**Aim 1:** Locate every line in the records that contains the word "flower", and copy each of those lines.

**Source passage:**
════════════════════

There is also a setting to change the "Reply" button to "Reply&Archive".
Interesting — so your emails are automatically archived as soon as they get in your inbox? How do you manage read vs. unread emails?
Gmail displays tags like folders/categories in the sidebar. A mail can be archived but unread and every tag in the sidebar shows how many mails with that tag are unread.
Gmail list all mails, even the archived ones, when I click on a tag in the sidebar. So it's basically like having many sorted inoxes. Only mails from unknown sources land in the "real" inbox.
Almost the same here, but with Outlook @ work and Thunderbird @ home, both of which are happy to apply rules, show me counts in folders and keep my inbox clear for oddities.
I subscribe to a number of mailing lists, these are easy rules to create and I can fit processing into my day when it suits me.
Some things I drop unread into other folders as one-offs, if the situation repeats itself a few times I build a rule. classic JIT :)
One thing I would add - when there is a thread going on, I tend to keep the last email, and nuke the rest, unless someone has actually edited before replying (unusual).
So .. it has a name, after all these years.. I love Inbox from google because it rewarded and promoted this idea.
Snooze, archive or delete, or leave it if you do it soon, this is how I roll 😎.
For mass email sources that I dont unsubscribe or spam I use skip inbox and archive filter rules, and each folder has the unread count so thats ok.
Google are killing Inbox in 2019. I'm furious.
It's about the workflow, not about the tool ;)
Don't get me wrong - I'm a big fan of inbox as well, but i recently switched back to gmail to get it 'flowing' before i need to. And it's actually not that bad. There's an archive button as well as the categories. The only thing i'm really missing are the reminders, but i hope they'll integrate that soon.
Definatelly but Inbox was all about this. Gmail and other clients, with an empty inbox still has 30 texts and buttons cluttering your eyes, and it doesnt reward you with a sun background 😁
They also added Snooze in gmail.
Well I introduced this approach to my work email today and I shared it with colleagues and friends and already found that two of them are using this for years but not aware that their approach was a thing with a name ;)
Such a cool story! I’m pretty sure a lot of people use this approach without knowing someone decided to put a name on it ;) Another sign it’s actually a natural thing to do!
When I said for years I should have said for decades ;)
Take it a step further, especially if using Gmail. Use the multiple inbox feature and the flags feature to get the actionable email out of the main inbox and bucketized and easily viewable. The main inbox becomes Zero Inbox still. This was the single greatest setup I've done for managing my email. Setup instructions here:
Would have been nice to also mention filters. I use my yahoo as a subscriptions email, there are some newsletters or periodicals i wouldn't like to miss, so, i setup a filter for them to capture each subscription into its own folder.
Sure, filters can be a nice way to categorize emails, and your « to-read » list example is a very good idea. I suppose you can also apply the principles of Inbox Zero to those individual categories — eg archive/delete newsletters you’ve read?
Hmm, recursion? Hadn't really thought about that. . . <>
Great article to become an inbox zero guru 👍. If you want to make sure your email is not used by a spammer that usually you have no way to unsubscribe and spam engine sometimes could not detect, I would suggest using a different email per service. That could be done easily with an email alias service, I also wrote a small post about this topic if you are interested.
I'm going to give this a try and see how it goes. I like to have my inbox rid of any emails I don't need and make sure all email is read but I never actually archived. I always saw the archive button as a black hole where it would be forgotten about. I like the concept of inbox zero. I like to go for the clean approach.

════════════════════

**Aim 2:**
Answer these questions about the email discussion:
(a) According to the email discussion, what are Google doing to Inbox in 2019?
(b) What feature does the email discussion say was also added to Gmail?
(c) For what purpose does one commenter use a Yahoo account?

Excerpts from point annotation data

════════════════════

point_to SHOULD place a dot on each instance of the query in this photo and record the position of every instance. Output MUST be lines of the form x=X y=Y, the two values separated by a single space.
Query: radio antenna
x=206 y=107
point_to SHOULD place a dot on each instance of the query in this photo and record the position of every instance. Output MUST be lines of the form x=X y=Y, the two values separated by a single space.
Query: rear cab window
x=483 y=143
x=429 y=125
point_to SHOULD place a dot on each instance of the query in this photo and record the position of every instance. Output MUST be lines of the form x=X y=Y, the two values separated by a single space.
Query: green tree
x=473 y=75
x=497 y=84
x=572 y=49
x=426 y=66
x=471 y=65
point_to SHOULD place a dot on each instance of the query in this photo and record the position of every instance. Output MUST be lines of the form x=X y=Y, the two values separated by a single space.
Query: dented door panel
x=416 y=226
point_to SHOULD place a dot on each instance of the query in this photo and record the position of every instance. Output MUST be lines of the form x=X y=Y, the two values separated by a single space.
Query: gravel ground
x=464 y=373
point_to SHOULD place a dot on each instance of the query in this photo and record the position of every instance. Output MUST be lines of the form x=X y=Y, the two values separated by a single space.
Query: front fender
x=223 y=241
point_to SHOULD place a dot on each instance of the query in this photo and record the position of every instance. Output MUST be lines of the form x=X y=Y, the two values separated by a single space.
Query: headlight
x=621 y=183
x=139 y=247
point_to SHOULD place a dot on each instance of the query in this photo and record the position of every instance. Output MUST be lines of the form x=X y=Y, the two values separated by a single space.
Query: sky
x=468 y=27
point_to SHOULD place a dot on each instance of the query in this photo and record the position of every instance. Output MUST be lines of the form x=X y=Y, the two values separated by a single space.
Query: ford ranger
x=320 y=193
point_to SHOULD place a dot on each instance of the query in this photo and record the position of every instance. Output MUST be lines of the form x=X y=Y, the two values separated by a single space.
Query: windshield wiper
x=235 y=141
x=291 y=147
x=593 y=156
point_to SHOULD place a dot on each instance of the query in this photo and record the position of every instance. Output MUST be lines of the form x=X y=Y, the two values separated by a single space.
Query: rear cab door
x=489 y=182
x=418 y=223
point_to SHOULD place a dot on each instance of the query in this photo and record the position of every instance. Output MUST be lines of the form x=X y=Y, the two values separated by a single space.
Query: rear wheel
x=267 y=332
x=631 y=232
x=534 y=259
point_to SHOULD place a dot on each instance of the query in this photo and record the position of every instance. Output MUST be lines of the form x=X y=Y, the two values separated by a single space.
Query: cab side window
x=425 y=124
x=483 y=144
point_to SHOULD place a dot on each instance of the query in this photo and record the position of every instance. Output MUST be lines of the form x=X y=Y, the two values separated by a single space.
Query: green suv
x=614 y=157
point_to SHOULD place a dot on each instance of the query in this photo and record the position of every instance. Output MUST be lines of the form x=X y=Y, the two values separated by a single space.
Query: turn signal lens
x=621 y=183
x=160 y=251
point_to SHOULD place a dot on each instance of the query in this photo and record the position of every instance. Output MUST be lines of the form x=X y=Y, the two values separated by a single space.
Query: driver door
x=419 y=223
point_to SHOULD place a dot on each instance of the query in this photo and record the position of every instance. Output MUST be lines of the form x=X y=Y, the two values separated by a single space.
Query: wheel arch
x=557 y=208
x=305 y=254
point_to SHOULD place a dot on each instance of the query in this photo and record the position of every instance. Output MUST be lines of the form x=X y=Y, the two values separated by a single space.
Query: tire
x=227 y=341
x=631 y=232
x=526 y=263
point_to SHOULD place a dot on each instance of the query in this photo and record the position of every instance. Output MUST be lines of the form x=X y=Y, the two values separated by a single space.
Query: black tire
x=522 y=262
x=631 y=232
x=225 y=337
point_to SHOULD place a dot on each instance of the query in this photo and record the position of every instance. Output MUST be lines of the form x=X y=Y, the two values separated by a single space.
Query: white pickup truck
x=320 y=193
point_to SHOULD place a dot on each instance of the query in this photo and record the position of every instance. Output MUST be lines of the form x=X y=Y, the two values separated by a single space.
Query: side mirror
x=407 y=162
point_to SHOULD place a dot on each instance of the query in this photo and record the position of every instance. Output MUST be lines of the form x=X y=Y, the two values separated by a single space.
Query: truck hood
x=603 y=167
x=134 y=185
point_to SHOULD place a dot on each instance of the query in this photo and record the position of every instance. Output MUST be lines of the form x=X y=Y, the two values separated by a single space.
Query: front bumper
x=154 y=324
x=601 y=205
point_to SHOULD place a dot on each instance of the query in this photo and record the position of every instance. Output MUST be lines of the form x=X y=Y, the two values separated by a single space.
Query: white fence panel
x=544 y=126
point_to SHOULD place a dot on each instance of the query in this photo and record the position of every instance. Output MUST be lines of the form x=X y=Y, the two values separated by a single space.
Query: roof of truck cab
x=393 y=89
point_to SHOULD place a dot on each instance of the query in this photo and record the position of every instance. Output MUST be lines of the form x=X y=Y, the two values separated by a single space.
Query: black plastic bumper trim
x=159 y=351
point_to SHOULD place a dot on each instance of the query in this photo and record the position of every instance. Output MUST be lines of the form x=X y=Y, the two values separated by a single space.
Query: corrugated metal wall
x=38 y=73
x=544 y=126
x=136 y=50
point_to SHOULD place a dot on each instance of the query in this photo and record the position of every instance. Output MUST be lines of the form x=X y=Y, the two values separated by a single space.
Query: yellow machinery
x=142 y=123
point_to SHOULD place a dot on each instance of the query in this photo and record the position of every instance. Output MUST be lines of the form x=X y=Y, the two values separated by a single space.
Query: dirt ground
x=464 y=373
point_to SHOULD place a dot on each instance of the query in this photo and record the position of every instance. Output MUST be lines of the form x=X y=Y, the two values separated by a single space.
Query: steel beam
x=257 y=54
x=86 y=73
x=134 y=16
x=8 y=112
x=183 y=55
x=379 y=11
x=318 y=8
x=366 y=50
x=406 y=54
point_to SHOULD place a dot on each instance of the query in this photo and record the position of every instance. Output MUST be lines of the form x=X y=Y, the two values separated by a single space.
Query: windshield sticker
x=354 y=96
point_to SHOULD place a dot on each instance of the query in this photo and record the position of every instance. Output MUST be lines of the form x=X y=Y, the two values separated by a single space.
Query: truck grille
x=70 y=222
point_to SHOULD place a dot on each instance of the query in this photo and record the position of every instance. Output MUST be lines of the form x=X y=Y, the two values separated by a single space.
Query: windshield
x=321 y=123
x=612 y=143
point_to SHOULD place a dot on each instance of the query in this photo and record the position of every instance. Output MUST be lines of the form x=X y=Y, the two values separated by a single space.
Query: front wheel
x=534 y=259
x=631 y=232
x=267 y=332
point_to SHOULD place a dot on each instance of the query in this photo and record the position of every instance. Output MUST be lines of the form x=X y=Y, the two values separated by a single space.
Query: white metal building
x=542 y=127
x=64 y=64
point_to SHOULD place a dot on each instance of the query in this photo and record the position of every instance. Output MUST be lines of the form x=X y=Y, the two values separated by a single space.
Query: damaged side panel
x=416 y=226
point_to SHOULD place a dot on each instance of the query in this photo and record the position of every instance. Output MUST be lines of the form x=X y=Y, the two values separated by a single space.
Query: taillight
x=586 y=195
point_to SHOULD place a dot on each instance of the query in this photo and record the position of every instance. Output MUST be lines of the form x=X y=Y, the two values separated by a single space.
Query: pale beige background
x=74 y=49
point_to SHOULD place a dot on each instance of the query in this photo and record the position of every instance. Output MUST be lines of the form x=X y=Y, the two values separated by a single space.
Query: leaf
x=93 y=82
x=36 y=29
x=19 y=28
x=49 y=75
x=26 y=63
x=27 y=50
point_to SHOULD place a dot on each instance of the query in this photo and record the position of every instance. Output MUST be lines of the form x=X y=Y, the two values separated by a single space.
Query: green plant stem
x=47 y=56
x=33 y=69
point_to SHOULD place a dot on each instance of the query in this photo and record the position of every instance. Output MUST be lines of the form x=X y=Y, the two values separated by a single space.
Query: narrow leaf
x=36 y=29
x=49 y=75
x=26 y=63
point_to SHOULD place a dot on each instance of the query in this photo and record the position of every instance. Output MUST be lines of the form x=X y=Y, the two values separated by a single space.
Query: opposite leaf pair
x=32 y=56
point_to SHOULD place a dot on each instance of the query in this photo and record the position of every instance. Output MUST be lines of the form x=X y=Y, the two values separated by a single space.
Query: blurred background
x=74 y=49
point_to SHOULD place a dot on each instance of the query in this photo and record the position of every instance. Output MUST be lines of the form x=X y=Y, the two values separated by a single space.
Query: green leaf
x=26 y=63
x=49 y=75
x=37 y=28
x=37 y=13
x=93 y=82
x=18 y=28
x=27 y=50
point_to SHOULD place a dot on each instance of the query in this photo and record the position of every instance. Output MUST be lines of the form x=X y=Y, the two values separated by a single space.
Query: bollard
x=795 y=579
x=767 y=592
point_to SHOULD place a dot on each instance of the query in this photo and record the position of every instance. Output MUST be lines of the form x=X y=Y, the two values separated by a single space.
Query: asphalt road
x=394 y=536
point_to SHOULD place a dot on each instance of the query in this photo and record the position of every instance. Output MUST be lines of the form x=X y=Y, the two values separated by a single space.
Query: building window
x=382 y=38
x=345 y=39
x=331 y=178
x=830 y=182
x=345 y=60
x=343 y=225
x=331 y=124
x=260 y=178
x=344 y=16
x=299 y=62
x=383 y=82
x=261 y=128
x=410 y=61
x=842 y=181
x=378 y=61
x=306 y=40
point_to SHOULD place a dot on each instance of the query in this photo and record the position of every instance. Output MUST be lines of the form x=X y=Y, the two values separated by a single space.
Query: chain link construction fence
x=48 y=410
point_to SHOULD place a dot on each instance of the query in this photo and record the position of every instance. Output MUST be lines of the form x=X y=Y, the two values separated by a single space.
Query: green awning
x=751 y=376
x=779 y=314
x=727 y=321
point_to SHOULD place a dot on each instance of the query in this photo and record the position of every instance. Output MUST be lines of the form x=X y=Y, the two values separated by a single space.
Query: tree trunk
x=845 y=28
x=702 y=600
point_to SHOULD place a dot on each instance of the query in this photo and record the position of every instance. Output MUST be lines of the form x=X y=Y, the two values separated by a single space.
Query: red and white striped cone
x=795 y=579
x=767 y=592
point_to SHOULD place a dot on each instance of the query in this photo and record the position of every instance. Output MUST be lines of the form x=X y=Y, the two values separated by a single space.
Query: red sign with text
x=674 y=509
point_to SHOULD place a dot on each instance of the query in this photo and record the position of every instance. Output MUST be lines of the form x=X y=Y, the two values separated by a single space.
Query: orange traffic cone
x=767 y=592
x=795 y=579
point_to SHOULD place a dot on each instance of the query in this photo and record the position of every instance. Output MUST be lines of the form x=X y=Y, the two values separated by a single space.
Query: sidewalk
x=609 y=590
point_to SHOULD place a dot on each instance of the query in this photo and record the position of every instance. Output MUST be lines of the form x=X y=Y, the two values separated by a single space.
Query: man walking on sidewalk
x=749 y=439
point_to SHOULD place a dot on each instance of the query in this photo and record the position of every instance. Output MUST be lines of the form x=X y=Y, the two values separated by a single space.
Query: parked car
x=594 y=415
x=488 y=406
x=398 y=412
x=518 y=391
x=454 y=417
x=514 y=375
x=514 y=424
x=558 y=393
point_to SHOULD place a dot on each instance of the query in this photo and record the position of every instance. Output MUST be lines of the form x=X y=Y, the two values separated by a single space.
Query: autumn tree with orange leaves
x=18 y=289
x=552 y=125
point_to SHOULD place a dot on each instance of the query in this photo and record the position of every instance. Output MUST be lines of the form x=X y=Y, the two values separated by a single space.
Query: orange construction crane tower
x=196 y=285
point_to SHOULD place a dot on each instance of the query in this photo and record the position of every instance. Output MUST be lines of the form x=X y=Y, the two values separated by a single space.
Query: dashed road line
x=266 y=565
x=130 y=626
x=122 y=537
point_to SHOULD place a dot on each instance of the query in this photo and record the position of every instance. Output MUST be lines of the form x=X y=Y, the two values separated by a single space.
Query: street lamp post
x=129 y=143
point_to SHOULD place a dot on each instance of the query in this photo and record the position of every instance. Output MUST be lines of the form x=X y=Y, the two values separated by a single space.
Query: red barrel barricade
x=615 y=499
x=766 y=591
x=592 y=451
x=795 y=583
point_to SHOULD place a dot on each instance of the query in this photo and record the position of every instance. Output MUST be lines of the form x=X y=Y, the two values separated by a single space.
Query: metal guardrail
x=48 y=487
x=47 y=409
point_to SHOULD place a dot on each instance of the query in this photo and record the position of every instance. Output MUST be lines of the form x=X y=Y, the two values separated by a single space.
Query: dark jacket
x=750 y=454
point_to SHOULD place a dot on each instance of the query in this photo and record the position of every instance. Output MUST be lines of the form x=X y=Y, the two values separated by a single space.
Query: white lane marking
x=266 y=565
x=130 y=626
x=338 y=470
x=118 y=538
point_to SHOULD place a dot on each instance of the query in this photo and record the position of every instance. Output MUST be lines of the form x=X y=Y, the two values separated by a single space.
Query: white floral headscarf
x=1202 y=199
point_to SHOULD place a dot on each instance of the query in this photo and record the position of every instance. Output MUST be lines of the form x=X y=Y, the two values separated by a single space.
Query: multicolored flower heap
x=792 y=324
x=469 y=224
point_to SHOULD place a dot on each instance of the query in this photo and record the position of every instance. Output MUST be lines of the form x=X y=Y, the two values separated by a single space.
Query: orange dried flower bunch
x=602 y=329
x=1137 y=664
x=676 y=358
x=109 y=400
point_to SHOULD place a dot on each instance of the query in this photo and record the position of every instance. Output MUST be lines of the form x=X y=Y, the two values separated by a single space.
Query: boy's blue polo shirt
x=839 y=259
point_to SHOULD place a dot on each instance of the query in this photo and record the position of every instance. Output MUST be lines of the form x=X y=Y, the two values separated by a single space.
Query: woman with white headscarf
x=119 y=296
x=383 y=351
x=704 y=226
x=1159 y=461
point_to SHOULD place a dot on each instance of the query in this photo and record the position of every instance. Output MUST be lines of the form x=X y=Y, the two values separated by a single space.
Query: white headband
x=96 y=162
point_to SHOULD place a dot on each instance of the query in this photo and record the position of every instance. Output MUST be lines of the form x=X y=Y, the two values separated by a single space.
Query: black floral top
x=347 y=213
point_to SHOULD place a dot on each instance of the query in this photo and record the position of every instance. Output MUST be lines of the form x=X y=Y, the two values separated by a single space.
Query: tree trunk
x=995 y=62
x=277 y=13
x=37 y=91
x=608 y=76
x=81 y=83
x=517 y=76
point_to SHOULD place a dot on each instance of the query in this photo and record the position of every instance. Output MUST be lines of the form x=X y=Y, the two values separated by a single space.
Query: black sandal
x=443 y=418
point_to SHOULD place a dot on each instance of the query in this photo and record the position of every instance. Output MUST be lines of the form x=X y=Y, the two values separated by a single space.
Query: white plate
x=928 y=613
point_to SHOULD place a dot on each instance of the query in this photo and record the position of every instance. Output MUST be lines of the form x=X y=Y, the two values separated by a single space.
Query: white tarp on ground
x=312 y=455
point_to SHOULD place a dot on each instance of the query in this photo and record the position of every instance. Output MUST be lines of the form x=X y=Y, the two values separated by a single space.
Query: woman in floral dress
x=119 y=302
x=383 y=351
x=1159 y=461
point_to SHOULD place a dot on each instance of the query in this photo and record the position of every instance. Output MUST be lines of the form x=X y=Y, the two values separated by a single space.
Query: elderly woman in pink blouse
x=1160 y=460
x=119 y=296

════════════════════

**Full answer 1:**
Query: multicolored flower heap
Query: orange dried flower bunch

**Full answer 2:**
(a) They are killing it.
(b) Snooze.
(c) As a subscriptions email.